Records for the exercise: Begin
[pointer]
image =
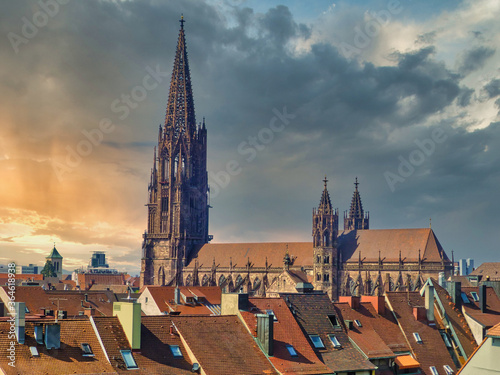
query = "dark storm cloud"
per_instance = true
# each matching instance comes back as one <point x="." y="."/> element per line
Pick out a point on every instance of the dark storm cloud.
<point x="492" y="88"/>
<point x="474" y="59"/>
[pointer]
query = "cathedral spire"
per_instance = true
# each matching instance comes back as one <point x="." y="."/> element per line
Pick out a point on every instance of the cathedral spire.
<point x="180" y="117"/>
<point x="356" y="218"/>
<point x="325" y="205"/>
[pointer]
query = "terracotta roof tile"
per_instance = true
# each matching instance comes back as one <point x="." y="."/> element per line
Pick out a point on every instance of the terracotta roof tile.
<point x="433" y="351"/>
<point x="222" y="345"/>
<point x="492" y="315"/>
<point x="312" y="313"/>
<point x="365" y="337"/>
<point x="155" y="356"/>
<point x="390" y="241"/>
<point x="456" y="318"/>
<point x="66" y="360"/>
<point x="70" y="301"/>
<point x="491" y="269"/>
<point x="164" y="298"/>
<point x="301" y="252"/>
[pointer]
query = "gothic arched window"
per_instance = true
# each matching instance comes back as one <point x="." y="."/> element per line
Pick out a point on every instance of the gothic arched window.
<point x="204" y="281"/>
Records for the exercise: End
--- What to produce ---
All records above need to be returned exactly. Omit the pictures.

--- Exercise solution ---
[pointer]
image =
query = "dark storm cloud"
per_instance = true
# each matching instance comes back as one <point x="." y="."/> element per line
Pick out a point on every instance of the dark storm cloud.
<point x="492" y="88"/>
<point x="474" y="59"/>
[pointer]
query = "cathedral spire"
per_instance = true
# each matching instance comes back as one <point x="." y="."/> element per line
Pick out a point on every instance of the cathedral spire.
<point x="180" y="117"/>
<point x="356" y="218"/>
<point x="325" y="205"/>
[pointer]
query = "terracotta roof tile"
per_instance = true
# each matching instance comes back as one <point x="." y="."/> element per line
Pick out a point on every instance of the terracotta roof tile.
<point x="433" y="351"/>
<point x="222" y="345"/>
<point x="492" y="315"/>
<point x="312" y="313"/>
<point x="365" y="337"/>
<point x="155" y="356"/>
<point x="390" y="241"/>
<point x="456" y="318"/>
<point x="66" y="360"/>
<point x="70" y="301"/>
<point x="491" y="269"/>
<point x="164" y="298"/>
<point x="301" y="252"/>
[pointer]
query = "gothic arched window"
per_instance = true
# each matching instance comes back as one <point x="." y="."/> element per line
Pick out a point on every instance of the gothic arched window.
<point x="204" y="281"/>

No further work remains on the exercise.